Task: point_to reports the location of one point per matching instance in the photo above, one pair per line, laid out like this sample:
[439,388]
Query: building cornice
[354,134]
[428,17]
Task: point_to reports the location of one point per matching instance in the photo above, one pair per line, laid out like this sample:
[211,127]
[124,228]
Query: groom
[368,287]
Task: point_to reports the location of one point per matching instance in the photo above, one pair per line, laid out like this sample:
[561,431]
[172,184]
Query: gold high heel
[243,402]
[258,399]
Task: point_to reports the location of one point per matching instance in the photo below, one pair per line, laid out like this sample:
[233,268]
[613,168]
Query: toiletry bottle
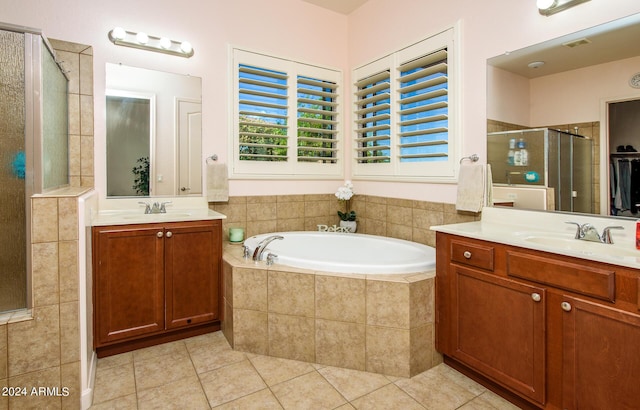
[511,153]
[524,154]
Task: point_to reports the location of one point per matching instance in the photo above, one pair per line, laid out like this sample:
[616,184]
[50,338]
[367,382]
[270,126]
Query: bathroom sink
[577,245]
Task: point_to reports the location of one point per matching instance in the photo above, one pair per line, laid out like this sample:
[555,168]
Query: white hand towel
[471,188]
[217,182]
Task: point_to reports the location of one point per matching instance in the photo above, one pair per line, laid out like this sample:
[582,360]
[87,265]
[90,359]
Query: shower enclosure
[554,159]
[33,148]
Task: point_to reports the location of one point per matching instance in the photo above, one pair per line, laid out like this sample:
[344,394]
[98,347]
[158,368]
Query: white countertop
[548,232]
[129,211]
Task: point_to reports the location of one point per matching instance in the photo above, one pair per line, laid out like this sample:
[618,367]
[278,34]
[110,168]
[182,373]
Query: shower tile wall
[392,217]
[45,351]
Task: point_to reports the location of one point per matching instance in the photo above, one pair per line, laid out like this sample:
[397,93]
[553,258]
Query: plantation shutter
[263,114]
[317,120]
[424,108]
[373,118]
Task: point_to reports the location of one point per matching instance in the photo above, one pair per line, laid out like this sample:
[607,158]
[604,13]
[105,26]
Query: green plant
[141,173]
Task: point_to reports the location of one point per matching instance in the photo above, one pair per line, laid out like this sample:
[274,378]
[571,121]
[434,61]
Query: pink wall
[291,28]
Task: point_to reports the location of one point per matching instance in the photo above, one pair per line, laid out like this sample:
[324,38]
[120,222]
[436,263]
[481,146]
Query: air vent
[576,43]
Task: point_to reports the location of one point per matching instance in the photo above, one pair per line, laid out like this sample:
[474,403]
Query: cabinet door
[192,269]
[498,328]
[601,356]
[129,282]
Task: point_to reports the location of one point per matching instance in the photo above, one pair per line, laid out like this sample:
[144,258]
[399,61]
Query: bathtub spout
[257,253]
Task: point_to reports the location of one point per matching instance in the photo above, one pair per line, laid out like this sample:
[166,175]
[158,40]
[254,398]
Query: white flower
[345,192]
····················
What the exercise asks
Leave out the pictures and copy everything else in the records word for word.

Output of the task
Task: point_to reports the location of one point per matching instance in the photo above, one pair per line, laid out like this sample:
[439,388]
Query: building cornice
[354,134]
[428,17]
Task: point_to reports the location of one point per matching instance in the photo above, one pair per line, laid out like this sample:
[211,127]
[124,228]
Query: groom
[368,287]
Task: point_to reports the location of one point per matching instance in the photo above, one pair per line, laid out like this sample:
[561,431]
[172,184]
Query: gold high heel
[243,402]
[258,399]
Task: point_to reports the location of one point per matching instance in the photo below, one pair per line, laid out like this sample:
[233,268]
[613,168]
Query: toiletry bottle
[511,153]
[524,154]
Task: point_to reports the location of one point per matching instance in the photo above, one pair per line, laid out like this sample:
[616,184]
[50,338]
[367,382]
[270,126]
Query: bathroom sink
[577,245]
Task: point_to reports the location of one point per matching instance in the photo above, one pair per line, laid out like this sample:
[555,168]
Query: white hand towel
[471,188]
[217,182]
Task: point_to reports the location of one point per matching instance in the photo above, one pair per line, laid out like this sample:
[582,360]
[87,265]
[90,359]
Query: shower enclosure
[554,159]
[33,148]
Task: point_to reports the location of one point per matching instance in the photo above, one pair per line, laid out like this sample:
[344,394]
[98,347]
[158,368]
Query: white countertop
[548,232]
[129,211]
Task: point_to reports the location of one point per matching instance in the photo above, one pair per line, laid out like this sample:
[618,367]
[278,34]
[110,168]
[182,373]
Query: shower tile wall
[392,217]
[45,351]
Task: point_to reports the location of one point per matching instance in the photo above, one pair per line, laid out like this sample:
[397,93]
[553,258]
Query: plantation shutter
[263,114]
[317,120]
[424,108]
[373,118]
Task: point_to reports the location of one point per matching instance in the photo above, one pair per line, laid out like this sample:
[607,158]
[604,13]
[105,26]
Query: green plant
[141,173]
Task: point_to reports the location of one point per matching instance in the photo above, one pair per line, laid out like this sample:
[274,378]
[571,121]
[434,61]
Query: pink wall
[291,28]
Task: point_to reports the location of one point per matching instance in the photo above, one pair per line, laid out like this sample:
[324,38]
[120,222]
[436,263]
[481,146]
Query: air vent
[576,43]
Task: point_to reports the location of one point per matching instance in the photo above, one pair per line, laid out like this sample:
[474,403]
Query: cabinet door
[192,269]
[498,328]
[601,356]
[129,282]
Task: point_to reports the location of one point per matching instance in the photo above, one pair per line, laid out like this sample:
[144,258]
[399,61]
Query: bathtub spout
[257,253]
Task: point_to reports the location of one point per matching instance in the photo above, one pair per line, laid out like this sample:
[166,175]
[158,40]
[254,398]
Query: white flower
[345,192]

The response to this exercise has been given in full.